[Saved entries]
§

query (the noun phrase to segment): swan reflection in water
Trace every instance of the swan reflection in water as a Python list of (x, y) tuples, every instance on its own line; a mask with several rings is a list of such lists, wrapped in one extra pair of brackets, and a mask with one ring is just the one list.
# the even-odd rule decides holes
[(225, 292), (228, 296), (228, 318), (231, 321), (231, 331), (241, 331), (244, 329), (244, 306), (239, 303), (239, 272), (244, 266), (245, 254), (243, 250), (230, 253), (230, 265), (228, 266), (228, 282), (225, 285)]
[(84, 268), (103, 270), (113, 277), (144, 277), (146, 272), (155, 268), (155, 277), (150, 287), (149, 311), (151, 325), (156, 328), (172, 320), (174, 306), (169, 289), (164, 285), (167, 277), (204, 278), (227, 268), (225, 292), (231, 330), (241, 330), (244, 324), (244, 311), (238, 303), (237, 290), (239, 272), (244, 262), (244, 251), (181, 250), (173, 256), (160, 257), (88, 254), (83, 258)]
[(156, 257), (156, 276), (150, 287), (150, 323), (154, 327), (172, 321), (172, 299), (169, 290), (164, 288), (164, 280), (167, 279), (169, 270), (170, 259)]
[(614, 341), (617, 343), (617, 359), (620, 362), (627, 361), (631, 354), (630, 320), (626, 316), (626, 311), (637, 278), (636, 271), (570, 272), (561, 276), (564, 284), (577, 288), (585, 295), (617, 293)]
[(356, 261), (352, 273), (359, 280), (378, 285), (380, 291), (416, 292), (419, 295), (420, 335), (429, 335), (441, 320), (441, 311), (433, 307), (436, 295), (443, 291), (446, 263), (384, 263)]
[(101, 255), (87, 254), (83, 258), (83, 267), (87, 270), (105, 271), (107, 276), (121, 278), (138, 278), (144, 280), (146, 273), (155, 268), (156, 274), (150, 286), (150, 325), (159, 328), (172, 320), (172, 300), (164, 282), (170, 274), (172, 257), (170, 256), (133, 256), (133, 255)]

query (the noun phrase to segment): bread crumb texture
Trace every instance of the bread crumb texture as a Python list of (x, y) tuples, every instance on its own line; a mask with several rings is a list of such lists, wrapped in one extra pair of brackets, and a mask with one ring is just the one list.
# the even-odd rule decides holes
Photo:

§

Retype the data. Keep every word as it stands.

▶ [Solved problem]:
query (the noun phrase to segment): swan reflection in water
Trace every instance of the swan reflection in water as a Python list of (x, y) tuples, every instance on its own line; a mask with several rings is a list of such lists, wrapped in one extra pair of brackets, and a mask with one ring is just the one list.
# the even-odd rule decides holes
[(225, 292), (228, 296), (228, 318), (231, 321), (231, 331), (241, 331), (244, 329), (244, 306), (239, 303), (239, 272), (244, 266), (245, 254), (243, 250), (230, 253), (230, 265), (228, 266), (228, 282), (225, 285)]
[(84, 268), (103, 270), (113, 277), (144, 277), (146, 272), (155, 268), (155, 277), (150, 287), (149, 311), (151, 325), (156, 328), (172, 320), (174, 306), (169, 289), (164, 285), (167, 277), (204, 278), (227, 268), (225, 292), (231, 330), (241, 330), (244, 324), (244, 311), (238, 303), (237, 290), (239, 272), (244, 262), (244, 251), (181, 250), (173, 256), (160, 257), (88, 254), (83, 258)]
[(156, 257), (156, 276), (150, 287), (150, 323), (154, 327), (172, 321), (172, 299), (169, 290), (164, 288), (164, 280), (167, 279), (169, 270), (170, 259)]
[(614, 341), (617, 343), (617, 359), (620, 362), (627, 361), (631, 354), (630, 320), (626, 316), (626, 311), (637, 278), (636, 271), (570, 272), (561, 276), (564, 284), (577, 288), (585, 295), (617, 293)]
[(356, 261), (352, 273), (359, 280), (378, 285), (380, 291), (416, 292), (419, 295), (420, 335), (429, 335), (441, 320), (441, 311), (433, 307), (436, 295), (443, 291), (446, 263), (384, 263)]
[(101, 255), (87, 254), (83, 258), (83, 267), (87, 270), (105, 271), (107, 276), (121, 278), (138, 278), (144, 280), (146, 273), (155, 268), (156, 274), (150, 286), (150, 325), (159, 328), (172, 320), (172, 300), (164, 282), (170, 274), (172, 257), (170, 256), (133, 256), (133, 255)]

query (the noun phrase to segment): bread crumb texture
Trace every instance of the bread crumb texture as a Python list of (x, y) tuples, every instance on its own line; a mask with several rings is a list of such lists, wrapped in one extra pair of brackets, and a mask with one ring is just the one list.
# the even-odd rule decides holes
Photo:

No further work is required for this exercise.